What this exercise asks:
[1] Using the abstract on AI-assisted personal statements below, decide whether each statement agrees with it. Answer yes or no and quote the deciding words.
(a) The study set out to test whether neurology faculty can tell AI-assisted personal statements apart from human-generated ones.
(b) Anza Memon is affiliated with the John D. Dingell VAMC in Detroit, Michigan.
(c) The personal statements in question come from fellowship applications.
[2] Answer these questions from the abstract on AI-assisted personal statements below.
(a) What website is named at the top of the abstract?
(b) What affiliation is listed for Rohit Marawar?
(c) What abbreviation does the objective use for personal statements?

----- Selected excerpt -----

2026 American Academy of Neurology Abstract Website

Natalie Erickson¹, Scott Millis¹, Waleed Raheem Abood Abood¹, Maysaa Basha², Peter LeWitt², Anza Memon³, Philip Ross⁴, Jacob Rube⁵, Carla Watson², Deepti Zutshi⁶, Deepa Raghavan¹, Rohit Marawar⁷
¹Wayne State University, ²Wayne State University, Detroit Medical Center, ³John D. Dingell, VAMC, Detroit, Michigan, ⁴Wayne State University Physicians Group, Department of Neurology, ⁵University Health Center, ⁶Wayne State University School of Medicine, ⁷Wayne State University - Detroit Medical Center

Objective:

To evaluate whether neurology faculty can distinguish AI-assisted (AI) or human-generated(HG) personal statements(PS) in residency applications.

----- Source information -----

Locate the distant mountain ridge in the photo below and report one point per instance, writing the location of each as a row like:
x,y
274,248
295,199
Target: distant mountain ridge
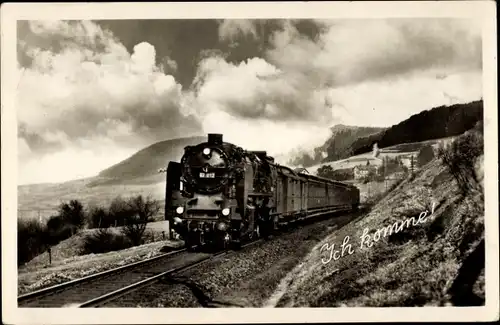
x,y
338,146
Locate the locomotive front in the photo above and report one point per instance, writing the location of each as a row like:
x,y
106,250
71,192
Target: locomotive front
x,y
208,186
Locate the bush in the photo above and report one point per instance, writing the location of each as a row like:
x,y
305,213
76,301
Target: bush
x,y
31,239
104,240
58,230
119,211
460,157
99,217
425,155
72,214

-----
----- Source information -----

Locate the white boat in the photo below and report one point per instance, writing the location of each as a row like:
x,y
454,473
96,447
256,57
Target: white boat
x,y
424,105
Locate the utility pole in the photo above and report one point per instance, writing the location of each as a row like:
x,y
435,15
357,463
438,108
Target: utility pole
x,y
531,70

-----
----- Source information -----

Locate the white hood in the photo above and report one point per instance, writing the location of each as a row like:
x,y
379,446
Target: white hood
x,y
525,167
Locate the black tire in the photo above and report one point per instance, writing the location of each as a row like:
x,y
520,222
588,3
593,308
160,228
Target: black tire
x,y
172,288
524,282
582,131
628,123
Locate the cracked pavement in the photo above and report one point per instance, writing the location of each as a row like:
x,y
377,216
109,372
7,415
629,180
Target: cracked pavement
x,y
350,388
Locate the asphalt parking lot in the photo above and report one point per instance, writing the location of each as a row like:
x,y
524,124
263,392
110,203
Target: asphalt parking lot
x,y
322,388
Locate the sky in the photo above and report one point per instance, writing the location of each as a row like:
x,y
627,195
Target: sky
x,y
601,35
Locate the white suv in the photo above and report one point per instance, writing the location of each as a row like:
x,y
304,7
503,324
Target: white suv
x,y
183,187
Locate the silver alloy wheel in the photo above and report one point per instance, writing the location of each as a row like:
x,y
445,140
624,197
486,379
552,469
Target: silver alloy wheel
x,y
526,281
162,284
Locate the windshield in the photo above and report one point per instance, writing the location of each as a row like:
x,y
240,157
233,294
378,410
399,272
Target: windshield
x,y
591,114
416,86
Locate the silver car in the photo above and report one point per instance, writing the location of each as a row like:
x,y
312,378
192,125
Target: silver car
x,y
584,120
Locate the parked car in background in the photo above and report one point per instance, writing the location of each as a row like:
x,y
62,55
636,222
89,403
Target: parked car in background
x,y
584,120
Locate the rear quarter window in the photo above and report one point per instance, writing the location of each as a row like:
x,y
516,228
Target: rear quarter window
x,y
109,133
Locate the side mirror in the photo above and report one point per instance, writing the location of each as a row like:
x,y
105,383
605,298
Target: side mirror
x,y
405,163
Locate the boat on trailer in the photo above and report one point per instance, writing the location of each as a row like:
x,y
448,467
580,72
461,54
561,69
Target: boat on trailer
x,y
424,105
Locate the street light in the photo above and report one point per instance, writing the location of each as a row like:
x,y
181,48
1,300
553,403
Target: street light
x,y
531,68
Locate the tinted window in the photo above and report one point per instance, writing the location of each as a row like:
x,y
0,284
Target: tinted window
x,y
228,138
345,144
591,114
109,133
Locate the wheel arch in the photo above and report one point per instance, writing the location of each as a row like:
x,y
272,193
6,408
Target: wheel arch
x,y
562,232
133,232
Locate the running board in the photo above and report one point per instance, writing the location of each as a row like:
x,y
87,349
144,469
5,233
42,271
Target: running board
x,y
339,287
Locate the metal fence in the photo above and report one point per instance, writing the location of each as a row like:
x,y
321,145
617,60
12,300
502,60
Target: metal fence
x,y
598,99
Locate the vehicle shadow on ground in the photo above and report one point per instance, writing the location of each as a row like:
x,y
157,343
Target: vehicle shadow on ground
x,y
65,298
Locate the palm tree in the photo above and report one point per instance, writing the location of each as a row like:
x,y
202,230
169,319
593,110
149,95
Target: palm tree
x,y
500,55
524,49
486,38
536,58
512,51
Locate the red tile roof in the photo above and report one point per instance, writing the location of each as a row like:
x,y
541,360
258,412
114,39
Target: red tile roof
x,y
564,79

-----

Answers below:
[1]
(a) Yes: "To evaluate whether neurology faculty can distinguish AI-assisted (AI) or human-generated(HG) personal statements(PS)"
(b) Yes: "Anza Memon³" and "³John D. Dingell, VAMC, Detroit, Michigan"
(c) No: "in residency applications"

[2]
(a) 2026 American Academy of Neurology Abstract Website
(b) Wayne State University - Detroit Medical Center
(c) PS